Eu amo minha vida: única, sem
alma, paraíso no além ou reencarnação; sem vidas passadas, sem culpa ou pecado.
Quando ela acabar – e acreditem, sempre acaba – eu vou olhar para trás e saber
que vivi da melhor forma que pude, exercendo minha vontade, minha inteligência
e consciência.
Em momentos de necessidade, vou
recorrer a minha própria capacidade, minhas escolhas e possibilidades. Pedirei
ajuda aos amigos, não ao homem do céu. Farei com que minhas ações resolvam meus
problemas. Serei responsável por minhas escolhas, boas ou más. É possível ser
responsabilizado por coisas boas e receber prêmios por isso! É possível
esforçar-se e ter bons resultados. Se eu ganhar uma promoção, aprender algo
novo, comprar alguma coisa que queira muito: tudo será por que eu fiz!
E o mais incrível é que isso não
me isenta de ser uma boa pessoa, ética e preocupada com os demais seres
humanos, os animais e o planeta. Justamente por saber do que somos capazes, de
enxergar o que a ciência e o progresso trouxeram ao homem é que eu não posso
escapar à minha responsabilidade. Agir com altruísmo, com amor, com compaixão e
com caráter não depende de religião ou de uma divindade. As pessoas se enganam
quando transferem a sua responsabilidade para uma lei externa, de deus, da
bíblia, do que o pastor disse.

▸ **Trechos dos registros**:

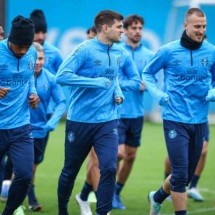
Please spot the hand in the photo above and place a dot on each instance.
(48, 128)
(164, 100)
(211, 96)
(118, 100)
(34, 100)
(3, 92)
(143, 87)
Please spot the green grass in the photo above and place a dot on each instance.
(147, 175)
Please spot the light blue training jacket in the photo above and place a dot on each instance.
(18, 75)
(47, 88)
(133, 106)
(187, 79)
(88, 70)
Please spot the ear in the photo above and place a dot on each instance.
(185, 25)
(105, 27)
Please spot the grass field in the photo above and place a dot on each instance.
(147, 175)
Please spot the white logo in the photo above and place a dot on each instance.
(172, 134)
(71, 136)
(31, 135)
(115, 131)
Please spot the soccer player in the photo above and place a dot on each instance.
(91, 32)
(129, 80)
(193, 191)
(47, 89)
(53, 57)
(91, 72)
(132, 110)
(17, 96)
(189, 69)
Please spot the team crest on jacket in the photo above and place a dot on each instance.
(70, 137)
(97, 63)
(30, 65)
(172, 134)
(204, 61)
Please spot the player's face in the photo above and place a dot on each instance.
(195, 27)
(19, 51)
(1, 33)
(39, 62)
(134, 32)
(115, 31)
(40, 37)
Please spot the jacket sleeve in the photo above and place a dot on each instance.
(60, 108)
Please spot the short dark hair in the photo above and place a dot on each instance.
(93, 29)
(194, 10)
(133, 18)
(106, 17)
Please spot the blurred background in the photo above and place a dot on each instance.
(68, 21)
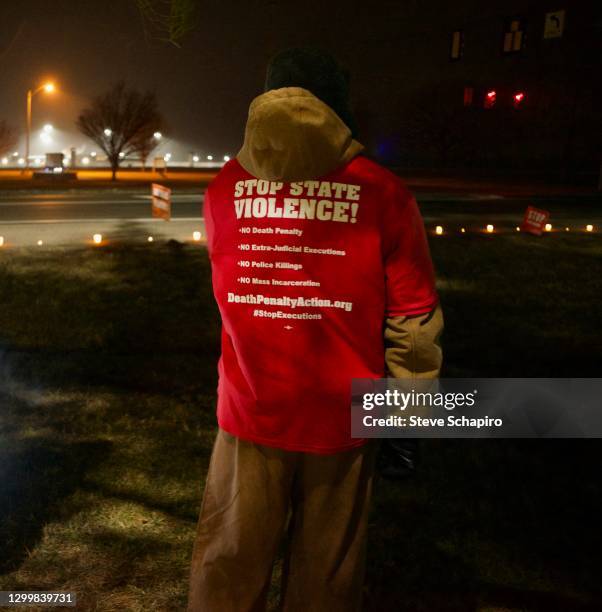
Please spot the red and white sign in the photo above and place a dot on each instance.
(161, 197)
(535, 220)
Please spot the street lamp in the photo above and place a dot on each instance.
(47, 88)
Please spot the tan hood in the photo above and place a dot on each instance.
(291, 135)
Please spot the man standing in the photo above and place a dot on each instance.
(321, 272)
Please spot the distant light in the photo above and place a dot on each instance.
(518, 97)
(490, 98)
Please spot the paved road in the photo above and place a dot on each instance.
(73, 216)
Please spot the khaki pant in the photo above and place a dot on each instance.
(244, 515)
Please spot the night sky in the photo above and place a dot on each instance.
(204, 87)
(395, 51)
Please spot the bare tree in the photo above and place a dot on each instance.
(168, 20)
(119, 120)
(7, 137)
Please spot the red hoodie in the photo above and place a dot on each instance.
(304, 274)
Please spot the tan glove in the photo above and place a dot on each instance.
(412, 345)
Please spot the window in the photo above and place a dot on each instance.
(456, 49)
(514, 36)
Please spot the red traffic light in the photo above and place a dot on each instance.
(490, 98)
(518, 98)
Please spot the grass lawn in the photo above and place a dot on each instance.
(107, 378)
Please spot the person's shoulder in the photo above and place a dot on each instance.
(228, 174)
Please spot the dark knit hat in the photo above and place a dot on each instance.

▸ **Tarefas propostas**:
1) Altere o trecho do texto sobre a vida sem religião entre "Eu amo minha" e "e consciência.", inclusive, substituindo "inteligência" por "razão".
2) Responda com base no texto sobre a vida sem religião:
(a) Como a pessoa que escreve diz que vai olhar para trás quando a vida acabar?
(b) A quem ela diz que pedirá ajuda em momentos de necessidade?
(c) Segundo o texto, de que não depende agir com altruísmo, amor, compaixão e caráter?
3) Dê continuidade ao texto sobre a vida sem religião a partir do ponto em que ele termina.
As linhas não têm relação com o texto sobre a vida sem religião.

▸ **Respostas dos exercícios**:
1)
Eu amo minha vida: única, sem
alma, paraíso no além ou reencarnação; sem vidas passadas, sem culpa ou pecado.
Quando ela acabar – e acreditem, sempre acaba – eu vou olhar para trás e saber
que vivi da melhor forma que pude, exercendo minha vontade, minha razão
e consciência.

2)
(a) Sabendo que viveu da melhor forma que pôde, exercendo sua vontade, sua inteligência e sua consciência.
(b) Aos amigos, não ao homem do céu.
(c) De religião ou de uma divindade.

3)
Eu gostaria muito que todos os
que me cobram respeito por afirmar que sou ateu também me respeitassem.
Parassem de se horrorizar com essa declaração e passassem a se preocupar com
suas crenças e seu estilo de vida. Não conheço NENHUM crente ou religioso que
viva de acordo com o que acredita. Seguem da boca para fora, seguem por
tradição, seguem por insegurança e por medo.
Eu não tenho medo da morte, da
finitude da vida, de castigos eternos ou de uma entidade que pode me trazer
desgraças. Eu sou sincero comigo mesmo, eu usei do meu mais precioso bem: a
inteligência. Eu me responsabilizo pelo que digo ou faço; eu tenho consciência
de que todas as coisas têm suas implicações, procuro entender de onde vieram,
para que, por que; procuro saber das coisas antes de emitir opiniões, não julgo
sem ter uma ideia do que estou falando.
O que o Ateísmo me trouxe?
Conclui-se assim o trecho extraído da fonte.